» Action item: What you return should be each line of the data containing the string "sandy".

== Supplied records ==

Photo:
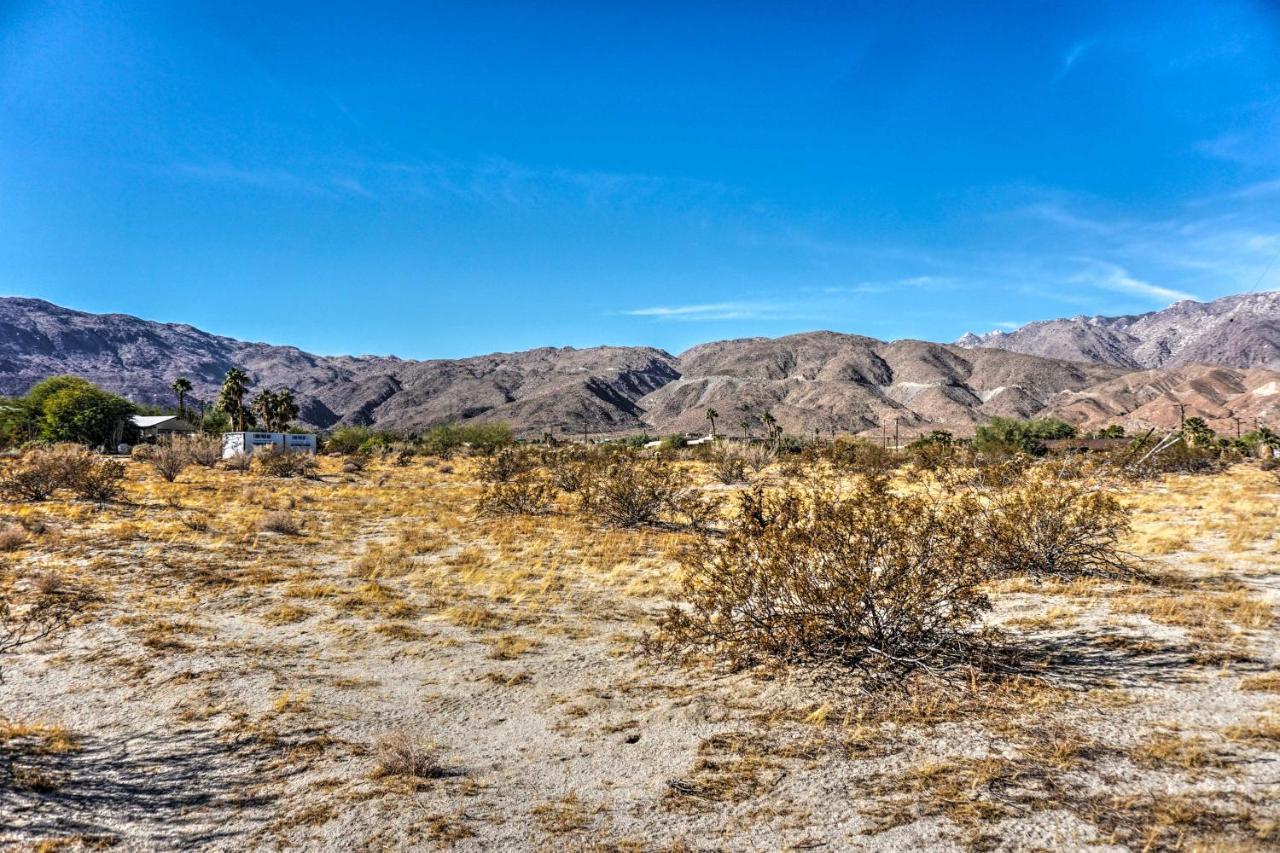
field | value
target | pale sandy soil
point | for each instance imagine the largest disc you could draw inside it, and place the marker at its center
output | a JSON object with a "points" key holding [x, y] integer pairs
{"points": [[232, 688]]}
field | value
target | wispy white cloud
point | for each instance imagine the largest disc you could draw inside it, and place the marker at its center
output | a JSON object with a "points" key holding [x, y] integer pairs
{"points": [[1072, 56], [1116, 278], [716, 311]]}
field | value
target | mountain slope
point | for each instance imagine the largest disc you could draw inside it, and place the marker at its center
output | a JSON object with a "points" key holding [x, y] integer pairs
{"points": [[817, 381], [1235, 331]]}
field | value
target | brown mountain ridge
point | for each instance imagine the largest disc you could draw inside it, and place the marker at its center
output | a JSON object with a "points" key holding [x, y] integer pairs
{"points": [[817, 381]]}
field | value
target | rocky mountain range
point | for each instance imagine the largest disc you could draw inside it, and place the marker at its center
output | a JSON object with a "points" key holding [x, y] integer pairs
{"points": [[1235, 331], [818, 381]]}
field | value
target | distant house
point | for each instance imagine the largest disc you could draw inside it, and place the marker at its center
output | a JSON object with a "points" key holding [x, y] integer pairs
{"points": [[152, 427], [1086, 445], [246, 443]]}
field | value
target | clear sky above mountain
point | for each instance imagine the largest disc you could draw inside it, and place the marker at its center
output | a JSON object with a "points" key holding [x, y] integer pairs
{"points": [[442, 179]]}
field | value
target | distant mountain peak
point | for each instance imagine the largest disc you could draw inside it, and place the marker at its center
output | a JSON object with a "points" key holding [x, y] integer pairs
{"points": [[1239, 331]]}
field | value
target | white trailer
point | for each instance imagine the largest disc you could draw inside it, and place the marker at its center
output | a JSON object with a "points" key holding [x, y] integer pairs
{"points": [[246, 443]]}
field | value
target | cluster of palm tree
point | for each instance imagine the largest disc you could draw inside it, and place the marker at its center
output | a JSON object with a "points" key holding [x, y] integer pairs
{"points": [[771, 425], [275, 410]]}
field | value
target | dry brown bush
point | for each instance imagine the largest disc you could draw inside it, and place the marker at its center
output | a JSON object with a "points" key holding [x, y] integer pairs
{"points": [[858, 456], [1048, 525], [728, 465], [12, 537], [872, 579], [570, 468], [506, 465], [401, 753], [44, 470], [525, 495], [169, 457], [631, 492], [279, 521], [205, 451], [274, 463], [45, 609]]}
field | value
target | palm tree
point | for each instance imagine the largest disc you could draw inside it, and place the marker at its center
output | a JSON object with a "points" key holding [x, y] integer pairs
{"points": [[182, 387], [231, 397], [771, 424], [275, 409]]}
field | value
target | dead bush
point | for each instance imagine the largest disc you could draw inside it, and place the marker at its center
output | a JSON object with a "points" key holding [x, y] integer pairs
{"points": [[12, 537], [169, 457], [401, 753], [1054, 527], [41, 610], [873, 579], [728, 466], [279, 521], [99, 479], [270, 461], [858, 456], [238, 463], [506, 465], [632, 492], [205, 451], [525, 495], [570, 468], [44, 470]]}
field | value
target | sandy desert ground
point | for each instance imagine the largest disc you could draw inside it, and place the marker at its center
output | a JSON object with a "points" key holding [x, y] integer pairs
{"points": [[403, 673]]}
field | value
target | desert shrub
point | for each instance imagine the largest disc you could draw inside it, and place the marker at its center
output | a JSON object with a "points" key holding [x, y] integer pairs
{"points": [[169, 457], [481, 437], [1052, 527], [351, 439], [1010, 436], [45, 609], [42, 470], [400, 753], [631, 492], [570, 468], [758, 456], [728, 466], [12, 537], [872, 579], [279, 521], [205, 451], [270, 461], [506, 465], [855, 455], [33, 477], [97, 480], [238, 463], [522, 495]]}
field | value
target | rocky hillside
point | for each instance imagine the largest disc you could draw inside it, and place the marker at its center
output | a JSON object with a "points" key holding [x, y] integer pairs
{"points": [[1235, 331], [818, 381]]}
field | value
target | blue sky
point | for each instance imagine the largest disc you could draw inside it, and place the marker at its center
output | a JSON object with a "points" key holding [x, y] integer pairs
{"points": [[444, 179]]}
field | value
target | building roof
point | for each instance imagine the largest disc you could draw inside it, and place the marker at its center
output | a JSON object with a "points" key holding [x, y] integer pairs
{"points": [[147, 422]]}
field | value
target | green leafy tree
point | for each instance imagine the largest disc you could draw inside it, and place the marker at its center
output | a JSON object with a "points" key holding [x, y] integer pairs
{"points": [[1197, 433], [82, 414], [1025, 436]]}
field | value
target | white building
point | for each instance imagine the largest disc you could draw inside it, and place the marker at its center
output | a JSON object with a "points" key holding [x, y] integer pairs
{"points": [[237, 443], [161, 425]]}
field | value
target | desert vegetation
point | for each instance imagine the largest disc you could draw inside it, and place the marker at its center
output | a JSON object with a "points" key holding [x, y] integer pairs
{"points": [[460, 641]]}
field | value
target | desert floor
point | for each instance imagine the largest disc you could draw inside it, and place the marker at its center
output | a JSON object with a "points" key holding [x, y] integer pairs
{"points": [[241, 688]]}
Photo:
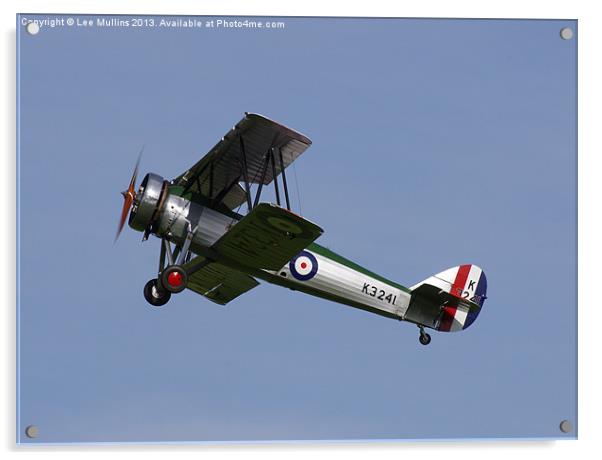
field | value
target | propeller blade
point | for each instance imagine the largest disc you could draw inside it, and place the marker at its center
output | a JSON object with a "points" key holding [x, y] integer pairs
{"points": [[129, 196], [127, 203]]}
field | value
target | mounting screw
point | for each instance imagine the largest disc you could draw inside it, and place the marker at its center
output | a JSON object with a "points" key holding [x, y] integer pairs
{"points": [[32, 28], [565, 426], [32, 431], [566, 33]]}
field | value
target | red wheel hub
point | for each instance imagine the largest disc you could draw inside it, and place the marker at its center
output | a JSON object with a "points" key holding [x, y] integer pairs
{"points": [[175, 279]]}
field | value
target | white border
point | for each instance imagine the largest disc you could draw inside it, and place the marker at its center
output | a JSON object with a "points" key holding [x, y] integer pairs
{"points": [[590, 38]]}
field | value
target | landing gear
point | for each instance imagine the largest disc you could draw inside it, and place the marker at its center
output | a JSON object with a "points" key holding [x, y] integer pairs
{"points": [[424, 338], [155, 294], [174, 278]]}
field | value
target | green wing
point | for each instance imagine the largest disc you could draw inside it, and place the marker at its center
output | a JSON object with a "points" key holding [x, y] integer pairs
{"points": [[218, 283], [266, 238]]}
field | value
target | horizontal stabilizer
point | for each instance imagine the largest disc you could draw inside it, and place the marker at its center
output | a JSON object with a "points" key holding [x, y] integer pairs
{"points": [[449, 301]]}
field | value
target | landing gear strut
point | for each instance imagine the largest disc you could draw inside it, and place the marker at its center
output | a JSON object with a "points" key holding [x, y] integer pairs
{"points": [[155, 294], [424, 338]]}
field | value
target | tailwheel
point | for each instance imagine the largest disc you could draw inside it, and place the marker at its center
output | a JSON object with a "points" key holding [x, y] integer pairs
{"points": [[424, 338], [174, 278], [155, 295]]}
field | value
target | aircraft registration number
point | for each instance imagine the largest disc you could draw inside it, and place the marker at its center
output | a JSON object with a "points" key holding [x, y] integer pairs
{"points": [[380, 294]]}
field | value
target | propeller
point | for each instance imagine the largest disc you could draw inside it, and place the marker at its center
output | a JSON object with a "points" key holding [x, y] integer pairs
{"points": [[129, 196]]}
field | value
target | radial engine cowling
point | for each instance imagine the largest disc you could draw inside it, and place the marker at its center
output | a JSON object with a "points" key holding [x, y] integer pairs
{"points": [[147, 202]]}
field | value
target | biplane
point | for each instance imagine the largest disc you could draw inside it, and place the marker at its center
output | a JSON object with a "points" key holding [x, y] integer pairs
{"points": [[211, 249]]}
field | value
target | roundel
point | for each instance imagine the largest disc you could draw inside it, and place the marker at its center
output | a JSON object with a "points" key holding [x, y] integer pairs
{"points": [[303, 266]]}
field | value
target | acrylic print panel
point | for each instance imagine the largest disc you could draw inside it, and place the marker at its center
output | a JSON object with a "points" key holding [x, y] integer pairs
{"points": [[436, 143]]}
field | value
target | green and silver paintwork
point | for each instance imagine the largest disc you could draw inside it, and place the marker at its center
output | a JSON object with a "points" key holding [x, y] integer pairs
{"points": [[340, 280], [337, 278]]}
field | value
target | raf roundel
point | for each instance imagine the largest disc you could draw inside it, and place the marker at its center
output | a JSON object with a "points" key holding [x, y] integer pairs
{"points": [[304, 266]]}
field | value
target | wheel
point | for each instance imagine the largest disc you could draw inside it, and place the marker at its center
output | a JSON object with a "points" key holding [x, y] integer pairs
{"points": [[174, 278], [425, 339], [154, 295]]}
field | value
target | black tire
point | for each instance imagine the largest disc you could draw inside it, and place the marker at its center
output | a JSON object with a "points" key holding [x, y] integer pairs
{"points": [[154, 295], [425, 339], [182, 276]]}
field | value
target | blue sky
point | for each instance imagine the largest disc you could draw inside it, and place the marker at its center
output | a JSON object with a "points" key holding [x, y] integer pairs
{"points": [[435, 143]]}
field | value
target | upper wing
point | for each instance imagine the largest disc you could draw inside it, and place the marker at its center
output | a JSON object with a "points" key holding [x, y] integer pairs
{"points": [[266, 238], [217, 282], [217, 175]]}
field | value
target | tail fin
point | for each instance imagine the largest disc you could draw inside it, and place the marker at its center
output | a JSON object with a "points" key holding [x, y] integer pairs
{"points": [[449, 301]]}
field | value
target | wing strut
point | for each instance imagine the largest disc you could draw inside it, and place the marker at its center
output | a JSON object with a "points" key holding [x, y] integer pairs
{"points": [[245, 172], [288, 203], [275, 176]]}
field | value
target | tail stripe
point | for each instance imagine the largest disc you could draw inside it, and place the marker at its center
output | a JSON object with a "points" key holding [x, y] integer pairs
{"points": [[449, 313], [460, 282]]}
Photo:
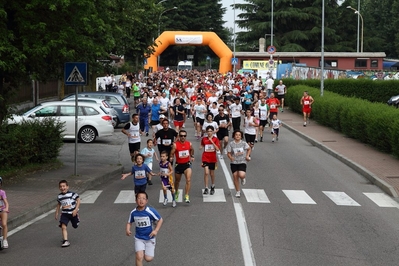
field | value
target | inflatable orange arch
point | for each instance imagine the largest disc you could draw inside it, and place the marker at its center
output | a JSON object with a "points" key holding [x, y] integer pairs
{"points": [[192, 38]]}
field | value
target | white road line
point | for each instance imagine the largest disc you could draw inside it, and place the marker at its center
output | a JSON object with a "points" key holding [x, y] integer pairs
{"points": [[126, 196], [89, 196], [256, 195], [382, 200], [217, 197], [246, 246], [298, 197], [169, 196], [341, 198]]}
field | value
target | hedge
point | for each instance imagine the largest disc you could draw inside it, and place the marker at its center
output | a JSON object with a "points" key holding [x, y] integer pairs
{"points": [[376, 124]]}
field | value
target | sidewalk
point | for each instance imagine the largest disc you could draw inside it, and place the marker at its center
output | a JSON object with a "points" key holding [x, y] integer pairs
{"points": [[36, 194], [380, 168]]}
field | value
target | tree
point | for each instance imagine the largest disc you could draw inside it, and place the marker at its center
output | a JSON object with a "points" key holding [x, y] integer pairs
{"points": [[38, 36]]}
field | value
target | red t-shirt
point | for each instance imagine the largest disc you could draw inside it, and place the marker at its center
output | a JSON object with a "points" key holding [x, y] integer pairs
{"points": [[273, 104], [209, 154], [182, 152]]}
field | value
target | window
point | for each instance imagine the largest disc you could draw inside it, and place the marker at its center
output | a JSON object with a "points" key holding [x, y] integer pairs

===

» Result for this exercise:
target | pale sandy soil
target | sandy desert ground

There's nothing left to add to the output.